# [WORKING DATA]
:::::
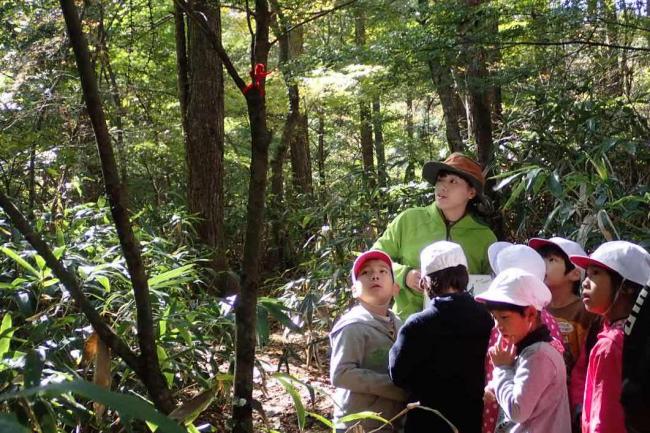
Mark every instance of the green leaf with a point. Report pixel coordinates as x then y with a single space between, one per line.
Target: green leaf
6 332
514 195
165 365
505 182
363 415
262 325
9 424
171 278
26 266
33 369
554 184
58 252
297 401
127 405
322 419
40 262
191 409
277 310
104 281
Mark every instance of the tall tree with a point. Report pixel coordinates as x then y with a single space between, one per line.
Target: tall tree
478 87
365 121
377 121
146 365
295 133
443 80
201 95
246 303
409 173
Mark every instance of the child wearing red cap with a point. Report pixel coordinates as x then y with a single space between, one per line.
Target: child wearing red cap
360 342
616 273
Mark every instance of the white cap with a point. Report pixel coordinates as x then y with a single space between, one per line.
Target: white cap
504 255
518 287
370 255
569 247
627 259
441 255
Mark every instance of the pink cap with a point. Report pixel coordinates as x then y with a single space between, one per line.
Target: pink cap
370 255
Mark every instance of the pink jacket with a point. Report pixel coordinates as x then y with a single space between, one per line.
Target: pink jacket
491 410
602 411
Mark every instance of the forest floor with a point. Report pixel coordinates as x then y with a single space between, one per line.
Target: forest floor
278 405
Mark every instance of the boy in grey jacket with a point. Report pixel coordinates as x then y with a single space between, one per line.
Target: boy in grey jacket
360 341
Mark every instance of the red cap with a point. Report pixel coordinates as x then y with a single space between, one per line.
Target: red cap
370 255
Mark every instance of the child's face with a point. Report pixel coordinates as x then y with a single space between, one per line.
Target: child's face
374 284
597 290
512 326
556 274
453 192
:::::
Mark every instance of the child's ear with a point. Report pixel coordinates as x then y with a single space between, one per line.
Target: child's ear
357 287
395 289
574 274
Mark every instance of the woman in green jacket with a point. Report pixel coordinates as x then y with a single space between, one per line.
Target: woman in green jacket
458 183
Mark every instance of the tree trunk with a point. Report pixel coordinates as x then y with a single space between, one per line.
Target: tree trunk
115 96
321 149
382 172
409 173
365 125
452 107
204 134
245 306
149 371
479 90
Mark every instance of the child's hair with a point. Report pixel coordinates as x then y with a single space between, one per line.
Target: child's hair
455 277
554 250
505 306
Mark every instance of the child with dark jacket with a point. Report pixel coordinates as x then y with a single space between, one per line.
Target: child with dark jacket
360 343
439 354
:::::
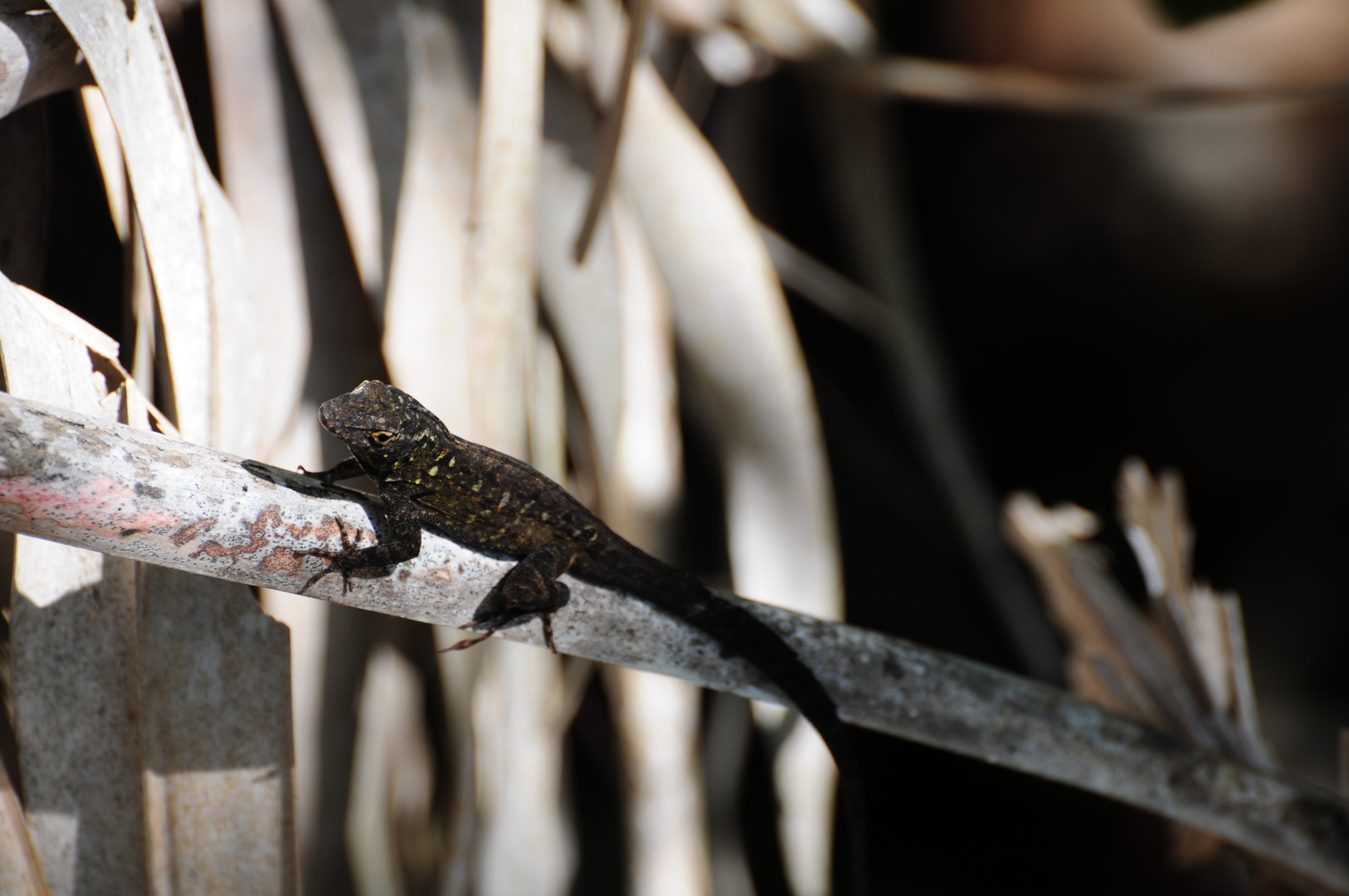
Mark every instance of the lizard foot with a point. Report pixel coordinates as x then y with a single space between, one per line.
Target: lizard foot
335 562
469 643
:::::
# [REQUIREMENTS]
Please locate every line in the items above that contains the string "hair", treating uppercase and lowercase as different, and copy each of those lines.

# [TASK SOLUTION]
Mark every instance of the child's hair with a point. Report pixel coordinates as x then y with a single space between, one per line.
Target: child's hair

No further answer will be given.